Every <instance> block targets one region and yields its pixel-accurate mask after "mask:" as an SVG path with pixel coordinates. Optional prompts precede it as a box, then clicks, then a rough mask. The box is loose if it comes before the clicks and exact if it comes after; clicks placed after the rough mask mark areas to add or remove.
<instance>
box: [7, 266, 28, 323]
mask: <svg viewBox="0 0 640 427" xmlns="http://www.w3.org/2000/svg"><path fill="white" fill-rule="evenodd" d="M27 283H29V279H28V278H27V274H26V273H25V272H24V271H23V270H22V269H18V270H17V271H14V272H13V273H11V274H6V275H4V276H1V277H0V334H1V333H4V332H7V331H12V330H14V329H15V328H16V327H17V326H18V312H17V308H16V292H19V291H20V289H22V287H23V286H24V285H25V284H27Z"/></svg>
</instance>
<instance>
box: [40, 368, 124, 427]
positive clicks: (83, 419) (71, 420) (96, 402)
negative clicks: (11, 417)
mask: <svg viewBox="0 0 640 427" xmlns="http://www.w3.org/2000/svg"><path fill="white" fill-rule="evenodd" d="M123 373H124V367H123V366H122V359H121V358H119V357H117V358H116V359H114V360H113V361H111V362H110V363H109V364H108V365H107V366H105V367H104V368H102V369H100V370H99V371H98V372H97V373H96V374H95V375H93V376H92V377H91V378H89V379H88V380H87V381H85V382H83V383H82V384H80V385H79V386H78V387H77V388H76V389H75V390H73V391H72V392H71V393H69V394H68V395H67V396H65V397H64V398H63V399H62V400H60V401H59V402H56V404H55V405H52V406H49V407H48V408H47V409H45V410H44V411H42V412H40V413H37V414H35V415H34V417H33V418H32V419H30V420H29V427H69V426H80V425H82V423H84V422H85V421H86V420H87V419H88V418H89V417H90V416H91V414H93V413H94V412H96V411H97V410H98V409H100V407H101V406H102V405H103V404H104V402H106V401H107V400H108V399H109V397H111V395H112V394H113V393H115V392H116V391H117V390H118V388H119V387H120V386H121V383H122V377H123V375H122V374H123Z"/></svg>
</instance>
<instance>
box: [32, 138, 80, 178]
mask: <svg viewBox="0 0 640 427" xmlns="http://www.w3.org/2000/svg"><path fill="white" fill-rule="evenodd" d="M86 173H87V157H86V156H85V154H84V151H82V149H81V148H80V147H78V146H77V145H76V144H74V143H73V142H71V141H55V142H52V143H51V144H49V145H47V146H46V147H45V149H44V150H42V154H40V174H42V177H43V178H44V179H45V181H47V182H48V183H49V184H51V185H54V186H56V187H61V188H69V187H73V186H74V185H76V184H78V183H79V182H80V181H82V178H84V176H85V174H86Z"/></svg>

WORK ITEM –
All of the entries should be written out again exactly.

WRITTEN REPLY –
Every <instance> block targets one region and yields its pixel-accurate mask after "mask:" as an SVG path with pixel coordinates. Optional prompts precede it as a box, then clicks, then a rough mask. The box is loose if it comes before the clicks and exact if it comes after; clicks placed after the rough mask mark areas to add or remove.
<instance>
box: [7, 266, 28, 323]
mask: <svg viewBox="0 0 640 427" xmlns="http://www.w3.org/2000/svg"><path fill="white" fill-rule="evenodd" d="M27 283H29V279H28V278H27V274H26V273H25V272H24V271H23V270H22V269H18V270H17V271H14V272H13V273H11V274H6V275H4V276H1V277H0V334H1V333H4V332H7V331H12V330H14V329H15V328H16V327H17V326H18V312H17V308H16V292H19V291H20V289H22V287H23V286H24V285H25V284H27Z"/></svg>
</instance>
<instance>
box: [40, 368, 124, 427]
positive clicks: (83, 419) (71, 420) (96, 402)
negative clicks: (11, 417)
mask: <svg viewBox="0 0 640 427" xmlns="http://www.w3.org/2000/svg"><path fill="white" fill-rule="evenodd" d="M123 373H124V367H123V366H122V359H121V358H119V357H117V358H116V359H114V360H113V361H111V362H110V363H109V364H108V365H107V366H105V367H104V368H102V369H100V370H99V371H98V372H97V373H96V374H95V375H93V376H92V377H91V378H89V379H88V380H87V381H85V382H83V383H82V384H80V385H79V386H78V387H77V388H76V389H75V390H73V391H72V392H71V393H69V394H68V395H67V396H65V397H64V398H63V399H62V400H60V401H59V402H56V404H55V405H52V406H49V407H48V408H47V409H45V410H44V411H42V412H40V413H37V414H35V415H34V417H33V418H32V419H30V420H29V427H69V426H80V425H82V423H84V422H85V421H86V420H87V419H88V418H89V417H90V416H91V414H93V413H94V412H96V411H97V410H98V409H100V407H101V406H102V405H103V404H104V402H106V401H107V400H108V399H109V397H111V395H112V394H113V393H115V392H116V391H117V390H118V388H119V387H120V386H121V383H122V377H123V375H122V374H123Z"/></svg>
</instance>
<instance>
box: [32, 138, 80, 178]
mask: <svg viewBox="0 0 640 427" xmlns="http://www.w3.org/2000/svg"><path fill="white" fill-rule="evenodd" d="M86 173H87V157H86V156H85V154H84V151H82V149H81V148H80V147H78V146H77V145H76V144H74V143H73V142H71V141H55V142H52V143H51V144H49V145H47V146H46V147H45V149H44V150H42V154H40V174H42V177H43V178H44V179H45V181H47V182H48V183H49V184H51V185H54V186H56V187H61V188H69V187H73V186H74V185H76V184H78V183H79V182H80V181H82V178H84V176H85V174H86Z"/></svg>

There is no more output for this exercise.